*** AVAILABLE RECORDS ***

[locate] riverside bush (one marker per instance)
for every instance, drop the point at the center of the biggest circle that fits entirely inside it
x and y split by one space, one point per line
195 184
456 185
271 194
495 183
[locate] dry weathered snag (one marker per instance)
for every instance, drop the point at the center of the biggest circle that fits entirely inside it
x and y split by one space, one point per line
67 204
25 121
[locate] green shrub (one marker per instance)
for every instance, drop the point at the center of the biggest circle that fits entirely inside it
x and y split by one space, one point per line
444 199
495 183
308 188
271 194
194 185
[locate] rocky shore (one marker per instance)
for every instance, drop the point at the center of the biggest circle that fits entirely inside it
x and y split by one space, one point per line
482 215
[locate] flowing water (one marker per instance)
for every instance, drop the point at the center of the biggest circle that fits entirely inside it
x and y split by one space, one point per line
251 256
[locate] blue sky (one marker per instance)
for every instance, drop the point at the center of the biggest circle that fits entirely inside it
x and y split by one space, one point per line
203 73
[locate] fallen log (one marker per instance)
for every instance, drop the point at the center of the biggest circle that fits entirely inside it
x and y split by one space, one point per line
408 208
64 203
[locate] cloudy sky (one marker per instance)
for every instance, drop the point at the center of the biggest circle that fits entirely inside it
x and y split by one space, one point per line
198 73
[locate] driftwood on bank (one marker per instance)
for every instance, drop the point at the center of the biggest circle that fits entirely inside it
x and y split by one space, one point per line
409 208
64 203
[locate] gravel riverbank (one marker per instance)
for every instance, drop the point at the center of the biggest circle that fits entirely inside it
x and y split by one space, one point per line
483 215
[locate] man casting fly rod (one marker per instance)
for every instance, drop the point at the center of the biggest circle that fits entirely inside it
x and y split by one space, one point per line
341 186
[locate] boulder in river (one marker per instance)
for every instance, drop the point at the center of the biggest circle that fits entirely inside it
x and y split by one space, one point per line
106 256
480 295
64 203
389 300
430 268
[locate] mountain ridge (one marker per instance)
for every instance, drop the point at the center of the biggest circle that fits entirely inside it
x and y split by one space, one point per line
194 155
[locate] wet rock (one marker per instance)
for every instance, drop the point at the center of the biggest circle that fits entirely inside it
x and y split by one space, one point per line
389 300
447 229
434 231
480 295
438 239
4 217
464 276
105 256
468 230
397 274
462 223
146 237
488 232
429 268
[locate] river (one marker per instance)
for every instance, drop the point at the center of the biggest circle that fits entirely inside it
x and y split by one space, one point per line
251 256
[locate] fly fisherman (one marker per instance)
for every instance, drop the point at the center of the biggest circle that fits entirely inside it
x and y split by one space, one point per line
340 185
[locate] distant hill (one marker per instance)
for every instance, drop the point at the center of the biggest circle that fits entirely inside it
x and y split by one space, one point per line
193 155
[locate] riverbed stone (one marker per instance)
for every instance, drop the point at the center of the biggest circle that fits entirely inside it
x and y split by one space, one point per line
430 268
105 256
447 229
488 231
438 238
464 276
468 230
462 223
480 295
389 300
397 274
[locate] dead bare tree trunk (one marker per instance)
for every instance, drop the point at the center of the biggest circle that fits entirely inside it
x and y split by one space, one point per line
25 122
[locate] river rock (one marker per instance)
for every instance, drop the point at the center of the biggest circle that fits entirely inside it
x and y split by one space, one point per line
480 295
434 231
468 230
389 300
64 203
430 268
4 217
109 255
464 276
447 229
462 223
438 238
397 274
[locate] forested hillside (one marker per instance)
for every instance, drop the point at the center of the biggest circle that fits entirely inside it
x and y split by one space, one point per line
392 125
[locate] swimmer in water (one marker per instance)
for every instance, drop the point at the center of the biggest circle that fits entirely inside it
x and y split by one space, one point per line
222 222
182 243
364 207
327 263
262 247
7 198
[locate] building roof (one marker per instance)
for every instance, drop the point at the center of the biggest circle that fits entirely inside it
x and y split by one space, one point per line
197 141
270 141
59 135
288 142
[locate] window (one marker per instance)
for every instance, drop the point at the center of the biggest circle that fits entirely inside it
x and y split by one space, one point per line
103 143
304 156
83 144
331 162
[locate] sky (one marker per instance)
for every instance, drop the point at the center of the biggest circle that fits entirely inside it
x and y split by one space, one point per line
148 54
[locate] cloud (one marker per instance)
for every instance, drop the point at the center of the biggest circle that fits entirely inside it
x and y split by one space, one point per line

*** End of AVAILABLE RECORDS ***

EXERCISE AIM: Read the data above and count the lines that include "water". Answer only with the count.

EXERCISE RESULT: 2